*** SOURCE DOCUMENT ***

Two team members were residing in Boston. One was in New Jersey, and another was in Turkey.
It may not be the preferred method for a group of MBA students in the middle of creating a venture as part of their course, Product Design and Development. But, like the hundreds of Babson College students doing so, and with motivation and inspiration from faculty, Akshat Khandelwal MBA’20, Sai Surya Kolusu MBA’20, Ali Cem Eyuboglu MBA’20, and Simrann Babani MBA’21 engineered and developed their fitness sanitation product, HYGYM, from around the world.
The concept was sparked during one of Eyuboglu’s workouts at a greater Boston gym before the pandemic took hold on the United States. While training, he discovered there was no specific product available for sanitizing exercise equipment.
According to Fit Rated, exercise bikes at gyms are 39 times dirtier than a cafeteria tray. Treadmills have 74 times more bacteria than a public bathroom faucet, and free weights have 362 times more bacteria than a public toilet seat.
Through more than 60 interviews with exercisers of different ages, demographics, and professions, the team found most did not prioritize sanitation.
Their solution came through simplifying the disinfecting process with a single product. The prototype involves approximately half a spray bottle, with a paper towel holder on the bottom. And, a magnet allows the product to be attached to any metal surface.
“We need this kind of product now more than ever, because of the certain circumstances and situation we’re in,” Kolusu said.
When the College transitioned online, HYGYM team members saw an opportunity to confront the obstacles before them, Associate Professor Victor Seidel said.

*** End of SOURCE DOCUMENT ***
*** SOURCE INFORMATION ***

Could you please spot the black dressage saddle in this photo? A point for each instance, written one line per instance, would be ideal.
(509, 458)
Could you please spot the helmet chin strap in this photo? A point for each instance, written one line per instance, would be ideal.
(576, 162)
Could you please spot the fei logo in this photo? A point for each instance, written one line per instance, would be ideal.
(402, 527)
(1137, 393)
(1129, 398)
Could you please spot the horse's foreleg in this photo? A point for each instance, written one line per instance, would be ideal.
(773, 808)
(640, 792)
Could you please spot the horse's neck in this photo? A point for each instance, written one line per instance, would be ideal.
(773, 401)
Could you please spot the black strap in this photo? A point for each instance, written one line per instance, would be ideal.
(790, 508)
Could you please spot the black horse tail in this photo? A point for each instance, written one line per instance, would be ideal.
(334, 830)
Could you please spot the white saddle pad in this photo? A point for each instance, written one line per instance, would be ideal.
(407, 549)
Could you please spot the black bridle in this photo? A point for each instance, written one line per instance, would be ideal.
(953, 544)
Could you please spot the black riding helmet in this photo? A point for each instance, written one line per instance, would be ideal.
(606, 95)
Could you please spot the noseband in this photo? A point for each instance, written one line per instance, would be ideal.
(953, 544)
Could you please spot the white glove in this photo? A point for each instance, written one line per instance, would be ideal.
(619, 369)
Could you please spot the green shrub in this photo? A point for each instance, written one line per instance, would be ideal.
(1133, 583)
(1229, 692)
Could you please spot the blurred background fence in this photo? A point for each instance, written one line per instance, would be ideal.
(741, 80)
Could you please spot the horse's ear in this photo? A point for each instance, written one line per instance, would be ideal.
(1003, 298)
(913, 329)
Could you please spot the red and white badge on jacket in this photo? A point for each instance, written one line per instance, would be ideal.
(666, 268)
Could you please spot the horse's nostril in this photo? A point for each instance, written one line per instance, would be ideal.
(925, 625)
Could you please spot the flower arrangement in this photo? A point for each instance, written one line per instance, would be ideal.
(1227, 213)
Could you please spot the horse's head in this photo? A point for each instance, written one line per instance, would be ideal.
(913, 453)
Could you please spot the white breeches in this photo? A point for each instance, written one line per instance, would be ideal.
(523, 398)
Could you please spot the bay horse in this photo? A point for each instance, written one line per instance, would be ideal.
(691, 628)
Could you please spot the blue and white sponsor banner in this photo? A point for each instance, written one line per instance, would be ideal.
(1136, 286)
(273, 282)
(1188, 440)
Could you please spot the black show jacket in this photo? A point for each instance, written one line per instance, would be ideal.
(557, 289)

*** End of SOURCE INFORMATION ***

- **WORK INSTRUCTION A**
According to the HYGYM article, how many interviews did the team conduct with exercisers?
- **WORK INSTRUCTION B**
Extend the HYGYM article by writing what follows its final sentence.

- **WRITTEN REPLY A**
More than 60 interviews.

- **WRITTEN REPLY B**
“One sign of great design teams is the ability to rally under pressure and setbacks, and even when the HYGYM team had to scatter, they maintained momentum,” Seidel said. “Different members of the team were juggling different relocation challenges, but despite it all they continued to advance their project through rapid and repeated prototyping and learning.”
Working remotely in three locations compelled the team to think entrepreneurially when it came to testing and amending their prototype. They found their answer by using a makeshift gym in one of their residences, allowing them to test and assess their product in real time, before offering feedback to each other on the collaboration tool Miro.
As an industry valued at nearly $100 billion, fitness facilities will certainly reopen eventually.
When that does occur, proper hygiene will be essential.
Until then, the HYGYM team hopes to continue to build awareness in regions most affected, such as Boston and New York, about the importance of disinfecting gym equipment, and will be ready to finalize the product and begin distribution when the time is right.
“They may take six months, eight months to reopen, but people are still going to go to the gym,” Khandelwal said. “People are conscious that we have to take this extra care.”